◆ Required action A
From the passage on border security proposals, quote the text between "More favourable was" and "by Republican fighters.", inclusive.
◆ Required action B
In the passage on border security proposals, which body suggested issuing a special vehicle permit to people living or working in a designated border zone?
◆ Required action C
Decide whether each statement agrees with the passage on border security proposals, and support each yes or no with a quotation from the passage. (i) The Unit said partial closures would need only a small amount of manpower. (ii) The Unit warned that permanent checkpoints could become targets for attacks. (iii) A Ministry of Home Affairs report objected to keeping registration books in cars.

◆ Passage provided
- - - - - - -

More favourable was the partial prevention of entry, which would mean the blocking of some more difficult to police roads and the interception of vehicles on the remaining roads. However this still presented problems, with the Unit stating that any road closures would need to be weighed against ‘the hardship likely to be caused, the resistance to be encountered and the tying down of manpower to ensure that closures remain effective.’ The Unit warned that partial closures still required a large amount of manpower to guard both the closed and open routes. Furthermore, it was warned that ‘[p]ermanent check-points at vehicle crossings [would] also present shop window targets’ for attacks by Republican fighters.

With the focus on intercepting vehicles crossing the border and the use of checkpoints, there was also disagreement over how these interceptions would function. At first, there was a push for compulsory ID checks on all of those who crossed the border, but it was acknowledged that this was ‘a valuable aid to the identification of drivers, but that this did not help in relation to passengers’, as non-drivers in both the UK and the Republic of Ireland were not required to hold identification papers at all times.

A proposed alternative to the checking of driver’s licences was the checking of vehicle registration papers. However it was deemed that this raised too many obstacles, particularly as numerous vehicles crossing the border (delivery trucks, hire cars, etc) would not necessarily have these registration papers in the vehicle. Furthermore, a report by the Ministry of Home Affairs mentioned that there was ‘a well-founded objection to keeping registration books in cars because both can be stolen together.’

To get around these specific problems, the Central Secretariat at Stormont floated whether all people living or working within a designated border zone could be issued with a special vehicle permit. In the same document, it was suggested ‘if there is a case on security grounds for imposing this requirement, it should be applied over the whole province and not only in a specified border area.’ However with both suggestions, those in Stormont felt that this would be an onerous requirement and that permits could not quickly issued. The conclusion to these proposed checks was that ‘[t]he imposition of a requirement to carry vehicle documents would not necessarily bring about any substantial improvement in border security’ and that ‘[e]nforcement would present considerable difficulties’.

- - - - - - -

◆ Records
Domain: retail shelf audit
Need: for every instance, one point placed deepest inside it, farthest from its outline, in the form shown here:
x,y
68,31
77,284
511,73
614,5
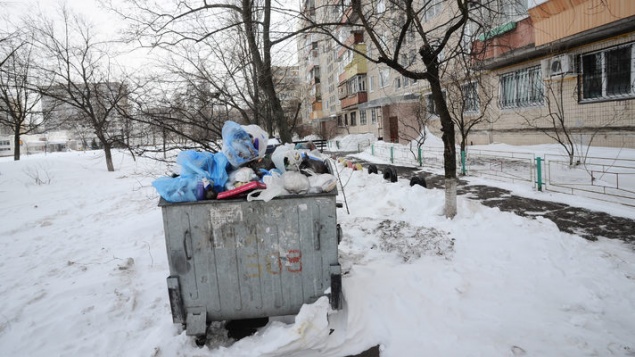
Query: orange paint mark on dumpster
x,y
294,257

- - - - - - -

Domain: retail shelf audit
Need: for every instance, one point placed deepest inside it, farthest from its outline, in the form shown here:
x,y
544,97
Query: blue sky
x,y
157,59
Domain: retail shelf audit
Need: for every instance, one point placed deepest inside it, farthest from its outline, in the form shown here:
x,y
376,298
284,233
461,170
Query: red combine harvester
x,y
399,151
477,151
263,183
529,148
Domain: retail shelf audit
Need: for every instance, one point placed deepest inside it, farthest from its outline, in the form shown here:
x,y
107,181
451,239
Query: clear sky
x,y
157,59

- - - - - - -

◆ Task output A
More favourable was the partial prevention of entry, which would mean the blocking of some more difficult to police roads and the interception of vehicles on the remaining roads. However this still presented problems, with the Unit stating that any road closures would need to be weighed against ‘the hardship likely to be caused, the resistance to be encountered and the tying down of manpower to ensure that closures remain effective.’ The Unit warned that partial closures still required a large amount of manpower to guard both the closed and open routes. Furthermore, it was warned that ‘[p]ermanent check-points at vehicle crossings [would] also present shop window targets’ for attacks by Republican fighters.

◆ Task output B
The Central Secretariat at Stormont.

◆ Task output C
(i) No: "The Unit warned that partial closures still required a large amount of manpower to guard both the closed and open routes."
(ii) Yes: "‘[p]ermanent check-points at vehicle crossings [would] also present shop window targets’ for attacks by Republican fighters."
(iii) Yes: "a report by the Ministry of Home Affairs mentioned that there was ‘a well-founded objection to keeping registration books in cars because both can be stolen together.’"